Given task:
Transcribe every line of the data below, keeping each character unchanged.

Dataset records:
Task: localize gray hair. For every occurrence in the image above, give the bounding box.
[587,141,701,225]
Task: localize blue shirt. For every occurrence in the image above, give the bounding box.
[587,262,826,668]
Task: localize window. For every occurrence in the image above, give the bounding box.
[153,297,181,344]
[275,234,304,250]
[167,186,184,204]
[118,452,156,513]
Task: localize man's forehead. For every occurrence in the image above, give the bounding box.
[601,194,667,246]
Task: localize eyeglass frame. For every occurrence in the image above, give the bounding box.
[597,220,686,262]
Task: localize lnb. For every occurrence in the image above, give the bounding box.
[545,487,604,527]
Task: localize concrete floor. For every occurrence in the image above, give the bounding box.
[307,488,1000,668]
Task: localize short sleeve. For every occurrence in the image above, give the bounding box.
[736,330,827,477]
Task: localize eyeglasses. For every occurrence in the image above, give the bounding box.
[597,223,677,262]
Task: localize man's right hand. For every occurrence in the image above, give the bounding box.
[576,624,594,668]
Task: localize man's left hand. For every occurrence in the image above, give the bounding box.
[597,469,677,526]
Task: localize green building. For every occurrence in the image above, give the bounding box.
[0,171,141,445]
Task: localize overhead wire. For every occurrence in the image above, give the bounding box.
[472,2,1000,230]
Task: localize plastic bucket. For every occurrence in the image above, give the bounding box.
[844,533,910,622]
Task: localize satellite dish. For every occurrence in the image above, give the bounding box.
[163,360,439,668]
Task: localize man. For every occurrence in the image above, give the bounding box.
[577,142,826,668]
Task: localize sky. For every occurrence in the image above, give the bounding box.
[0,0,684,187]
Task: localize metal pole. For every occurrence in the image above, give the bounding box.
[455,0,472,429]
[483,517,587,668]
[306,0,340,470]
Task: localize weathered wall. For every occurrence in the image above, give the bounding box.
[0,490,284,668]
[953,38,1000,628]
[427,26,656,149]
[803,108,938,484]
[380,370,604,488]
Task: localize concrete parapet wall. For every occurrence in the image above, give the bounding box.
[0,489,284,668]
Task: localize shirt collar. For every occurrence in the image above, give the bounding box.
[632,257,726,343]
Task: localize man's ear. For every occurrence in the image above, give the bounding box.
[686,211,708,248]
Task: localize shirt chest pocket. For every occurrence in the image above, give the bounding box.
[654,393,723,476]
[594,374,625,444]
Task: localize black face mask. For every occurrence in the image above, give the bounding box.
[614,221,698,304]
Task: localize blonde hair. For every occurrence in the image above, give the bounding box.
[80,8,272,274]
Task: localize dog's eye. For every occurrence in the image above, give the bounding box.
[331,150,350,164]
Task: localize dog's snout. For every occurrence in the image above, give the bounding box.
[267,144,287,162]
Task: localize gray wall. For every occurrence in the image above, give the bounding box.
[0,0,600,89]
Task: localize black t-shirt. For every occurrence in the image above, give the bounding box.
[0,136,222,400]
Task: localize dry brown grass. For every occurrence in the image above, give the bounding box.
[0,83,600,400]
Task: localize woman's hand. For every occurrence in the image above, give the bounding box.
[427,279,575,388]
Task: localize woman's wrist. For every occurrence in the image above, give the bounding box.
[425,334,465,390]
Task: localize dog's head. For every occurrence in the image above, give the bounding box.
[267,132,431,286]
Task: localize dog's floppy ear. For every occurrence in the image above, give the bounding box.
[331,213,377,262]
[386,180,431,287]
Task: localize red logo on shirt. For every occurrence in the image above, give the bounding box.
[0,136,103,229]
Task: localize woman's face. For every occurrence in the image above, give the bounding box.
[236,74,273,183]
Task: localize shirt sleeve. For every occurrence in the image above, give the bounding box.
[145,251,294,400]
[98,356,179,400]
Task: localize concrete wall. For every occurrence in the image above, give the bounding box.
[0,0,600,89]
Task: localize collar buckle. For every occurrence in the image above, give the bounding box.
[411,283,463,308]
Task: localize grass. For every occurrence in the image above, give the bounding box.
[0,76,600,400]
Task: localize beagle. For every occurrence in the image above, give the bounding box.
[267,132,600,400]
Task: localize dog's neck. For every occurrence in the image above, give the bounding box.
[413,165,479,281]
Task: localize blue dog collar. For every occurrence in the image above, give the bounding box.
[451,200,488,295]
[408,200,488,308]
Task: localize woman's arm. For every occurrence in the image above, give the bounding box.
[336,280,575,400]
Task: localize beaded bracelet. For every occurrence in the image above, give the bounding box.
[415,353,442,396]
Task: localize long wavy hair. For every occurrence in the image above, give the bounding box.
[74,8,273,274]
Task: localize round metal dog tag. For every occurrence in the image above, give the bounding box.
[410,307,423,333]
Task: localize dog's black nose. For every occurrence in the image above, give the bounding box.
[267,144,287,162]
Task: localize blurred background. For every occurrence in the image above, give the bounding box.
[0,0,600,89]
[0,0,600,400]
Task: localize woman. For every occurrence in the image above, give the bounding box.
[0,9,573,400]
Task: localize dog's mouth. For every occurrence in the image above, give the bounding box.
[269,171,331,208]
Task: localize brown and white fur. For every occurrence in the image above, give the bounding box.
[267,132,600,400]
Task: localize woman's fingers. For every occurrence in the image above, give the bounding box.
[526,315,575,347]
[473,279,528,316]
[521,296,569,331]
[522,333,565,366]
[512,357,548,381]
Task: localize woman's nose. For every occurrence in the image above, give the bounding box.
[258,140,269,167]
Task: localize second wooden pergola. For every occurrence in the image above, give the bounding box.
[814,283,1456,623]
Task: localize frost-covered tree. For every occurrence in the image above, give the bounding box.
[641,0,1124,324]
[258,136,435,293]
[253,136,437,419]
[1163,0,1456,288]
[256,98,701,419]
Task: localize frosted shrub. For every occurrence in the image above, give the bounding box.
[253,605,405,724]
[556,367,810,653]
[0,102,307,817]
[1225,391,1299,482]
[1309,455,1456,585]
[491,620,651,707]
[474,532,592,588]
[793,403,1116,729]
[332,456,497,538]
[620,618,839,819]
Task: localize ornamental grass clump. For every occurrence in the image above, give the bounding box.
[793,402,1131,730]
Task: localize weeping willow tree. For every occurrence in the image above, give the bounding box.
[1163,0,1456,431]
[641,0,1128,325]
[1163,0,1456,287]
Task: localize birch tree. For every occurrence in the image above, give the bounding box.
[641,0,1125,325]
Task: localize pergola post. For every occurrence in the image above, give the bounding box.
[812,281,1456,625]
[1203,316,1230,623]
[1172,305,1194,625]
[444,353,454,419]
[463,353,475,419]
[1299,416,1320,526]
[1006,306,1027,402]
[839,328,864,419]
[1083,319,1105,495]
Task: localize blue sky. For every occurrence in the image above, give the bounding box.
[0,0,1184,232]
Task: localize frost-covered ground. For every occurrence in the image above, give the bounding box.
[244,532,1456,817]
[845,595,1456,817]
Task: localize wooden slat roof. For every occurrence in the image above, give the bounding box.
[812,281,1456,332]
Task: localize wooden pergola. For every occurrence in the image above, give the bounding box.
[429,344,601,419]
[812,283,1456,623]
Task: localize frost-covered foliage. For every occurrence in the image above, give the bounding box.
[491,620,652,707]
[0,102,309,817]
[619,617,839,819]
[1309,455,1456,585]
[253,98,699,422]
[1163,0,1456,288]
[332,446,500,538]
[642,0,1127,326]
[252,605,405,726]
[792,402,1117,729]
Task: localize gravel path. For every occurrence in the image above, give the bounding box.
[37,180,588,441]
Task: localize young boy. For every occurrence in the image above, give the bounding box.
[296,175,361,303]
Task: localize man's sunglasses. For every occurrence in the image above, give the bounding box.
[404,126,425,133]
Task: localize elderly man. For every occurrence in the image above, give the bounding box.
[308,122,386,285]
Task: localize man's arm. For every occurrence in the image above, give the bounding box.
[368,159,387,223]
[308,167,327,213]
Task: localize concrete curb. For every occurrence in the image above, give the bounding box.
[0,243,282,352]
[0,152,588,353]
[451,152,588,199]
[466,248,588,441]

Task output:
Task: localize gray hair. For every occurrence in the image above, give the bounding box.
[587,141,701,225]
Task: localize blue shirt. For every occurrence in the image above, give the bounding box.
[587,262,826,668]
Task: localize window. For every occurrence in the image above, give the bounding box.
[153,297,181,344]
[275,234,304,250]
[167,186,184,204]
[118,452,156,513]
Task: localize man's forehead. For every occurrence in the image above, give the bounding box.
[601,194,667,246]
Task: localize eyeglass frame. For every occurrence in the image above, give the bounding box.
[597,220,686,262]
Task: localize lnb. For every occurrence in the image above, give the bounding box.
[545,487,604,527]
Task: localize concrete floor. For every occurrence in the image above, give the bounding box.
[307,488,1000,668]
Task: localize short sleeve. For every occurrence in the image above, give the bounding box.
[736,330,827,477]
Task: localize eyeglasses. For every occurrence in the image above, give the bounding box.
[597,223,677,262]
Task: localize man's right hand. For every occurrence in the image above, give the bounding box.
[576,624,594,668]
Task: localize man's left hand. For every occurrence in the image above, give the bounding box.
[597,469,677,526]
Task: localize green building. For every occurrence in the image above, give the bounding box.
[0,171,141,445]
Task: localize overhead wire. For every occurrence in the image above, give the bounding box.
[472,2,1000,230]
Task: localize plastic bucket. For every occurrence in the image above, give the bounding box.
[844,533,910,622]
Task: localize satellite dish. For every occurrence in the image above, give the bounding box.
[163,360,439,668]
Task: localize man. For every occurrence in the image above, give the bounding box.
[577,142,826,668]
Task: localize sky. For every occurrence in the image above, give the bounding box.
[0,0,684,187]
Task: localize metal pole. For every occurrence in the image above, give the bounding box.
[455,0,472,429]
[483,517,587,668]
[306,0,340,470]
Task: localize weathered wall. For every occurrence in the image above, give the bounding box.
[0,490,284,668]
[953,38,1000,628]
[427,26,656,149]
[803,108,938,484]
[380,370,604,488]
Task: localize concrete parapet wall. For every occurrence in the image above, give the bounding box.
[0,489,284,668]
Task: localize shirt collar. For every occurrence in the image above, give the bounding box.
[632,257,726,343]
Task: localize man's ear. For every occurrence in the image above, give the bounding box.
[686,211,708,248]
Task: localize shirt chest pocket. For every occurrence in the image above, give the bounding box.
[654,393,723,476]
[594,374,625,444]
Task: localize black face mask. For every occurrence in the image above, give the bounding box.
[614,221,698,304]
Task: localize blonde hair. For every occurrence in the image above, give the bounding box.
[80,8,272,274]
Task: localize dog's eye. For every occurrence in the image above, give the bounding box.
[331,150,350,164]
Task: localize dog's snout. For every occurrence in the image above, give the bounding box.
[267,144,287,162]
Task: localize gray wall. For every occurrence in the image above, give the bounding box.
[0,0,600,89]
Task: localize black t-shirt. For every occurrence in the image above, give the bounding box.
[0,136,222,400]
Task: localize dry brown grass. For every occurrence in the image above, give the bounding box.
[0,83,600,400]
Task: localize woman's hand. For every occurrence in the image above, give the bounding box.
[427,279,575,388]
Task: localize woman's wrist. For every occurrence in the image above, give the bounding box.
[425,334,465,390]
Task: localize dog's head. For every occurrence in the image above, give the bounding box.
[267,132,431,286]
Task: localize dog's floppy ear. For every occurrence in the image above, give the bounding box.
[331,213,377,262]
[386,180,431,287]
Task: localize red logo on shirt. For every occurrence in the image above, give the bounding box.
[0,136,103,229]
Task: localize woman's face. For every occurrence in the image above, give the bounding box.
[236,74,273,183]
Task: localize shirt sleeve. For every occurrence in the image above, give the bounding box.
[145,251,294,400]
[98,356,179,400]
Task: localize concrete wall. For every occurrence in the image above, give the bounding box.
[0,0,600,89]
Task: localize collar buckle. For every occurrence in the image above, give the bounding box.
[411,283,463,308]
Task: localize grass. For every occurrence in the image above, give the bounding box.
[0,76,600,400]
Task: localize beagle. For every occurrence in the image above, give the bounding box.
[267,132,600,400]
Task: localize dog's neck. For every occurrence in the image above, give the bounding box.
[413,165,479,281]
Task: localize blue dog collar. For every occurrence in the image above, give the bounding box.
[451,200,488,295]
[408,200,488,308]
Task: localize woman's arm. For every occurrence in the image above, give the bounding box.
[336,280,575,400]
Task: localize beaded bracelet. For every occurrence in the image above, give the bounding box.
[415,353,442,396]
Task: localize long wavy hair. For every occurrence in the image above, give the bounding box.
[74,8,273,274]
Task: localize round metal dog tag. For every occurrence in the image above, give the bounding box.
[410,307,423,333]
Task: localize dog's black nose. For every occurrence in the image above, give the bounding box.
[267,144,287,162]
Task: localize blurred background. For every occurrence in the image above, give the bounding box.
[0,0,600,89]
[0,0,600,400]
Task: localize woman. For every occurrence in the image above, give the bounding box.
[0,9,573,400]
Task: localize dog's mouth. For every occurrence in the image above, give the bounding box.
[269,171,331,208]
Task: localize brown and white fur. For every occurrence in the image above, give the bounding box.
[267,132,600,400]
Task: localize woman's fingers. For every occurrence in the image above, give the bounding box.
[526,315,575,347]
[473,279,528,316]
[521,296,569,331]
[522,333,565,366]
[512,357,548,381]
Task: localize woman's nose. For every occurrence in the image above, give the bounding box.
[258,140,269,167]
Task: localize second wooden pergola. For every occurrence in the image above, give the bounding box.
[814,283,1456,623]
Task: localize frost-covered tree. For every occurrence in the image above, give the bounding box.
[641,0,1124,324]
[258,136,435,293]
[253,136,437,419]
[1163,0,1456,288]
[256,98,701,419]
Task: localize frosted shrub. For every occurrence in the image above, give the bounding box.
[253,605,405,724]
[556,367,810,653]
[0,102,307,817]
[1225,391,1299,482]
[1309,455,1456,585]
[491,620,651,707]
[474,532,592,588]
[793,403,1116,729]
[332,456,497,538]
[620,618,839,819]
Task: localize ornamental grass clump. For every occurrence in the image above, give the bounding box.
[793,402,1131,730]
Task: localize weeping willow tree. For every occurrence in the image above, give the bounding box.
[1163,0,1456,431]
[641,0,1128,325]
[1163,0,1456,287]
Task: localize birch tree. For every occurrence in the image above, give the bounding box.
[641,0,1125,325]
Task: localize pergola post. For every occurrence in the image above, give the bounding box.
[812,281,1456,625]
[1203,316,1230,623]
[1172,305,1194,625]
[444,353,454,419]
[463,353,475,419]
[1299,416,1320,526]
[1006,306,1027,402]
[839,328,864,419]
[1083,319,1105,495]
Task: localize blue sky. For every occurrence in the image above, give the bounding box.
[0,0,1184,232]
Task: localize frost-covered ground. For every occurrence in the image above, give the bounding box.
[244,532,1456,817]
[845,595,1456,817]
Task: localize wooden slat roof. For every occurrence in the image above, give the bounding box.
[812,281,1456,332]
Task: localize wooden pergola. For every occurrence in the image above, give the bounding box.
[429,344,601,419]
[812,283,1456,623]
Task: localize frost-covered foliage. For every occurrence in the image above, give the bounding box.
[491,620,652,707]
[0,102,309,817]
[619,617,839,819]
[1309,455,1456,585]
[253,98,699,422]
[1163,0,1456,288]
[332,446,500,538]
[642,0,1127,326]
[252,605,405,726]
[792,402,1117,729]
Task: localize gravel path. For every occurrence in the image above, give the bounding box.
[37,180,588,441]
Task: localize young boy. For every occurrence in the image above, give the bounding box.
[296,175,361,303]
Task: localize man's sunglasses. For every occurrence in the image above, give the bounding box.
[404,126,425,133]
Task: localize elderly man. For every occurrence in the image above, give the bounding box.
[308,122,386,285]
Task: localize man's arm. For every occurrence in the image above, give the bounding box.
[368,159,387,223]
[308,167,327,213]
Task: localize concrete curb. For every occurrence in the image above, give the bounding box.
[0,243,282,352]
[0,152,588,353]
[451,152,588,199]
[466,248,588,441]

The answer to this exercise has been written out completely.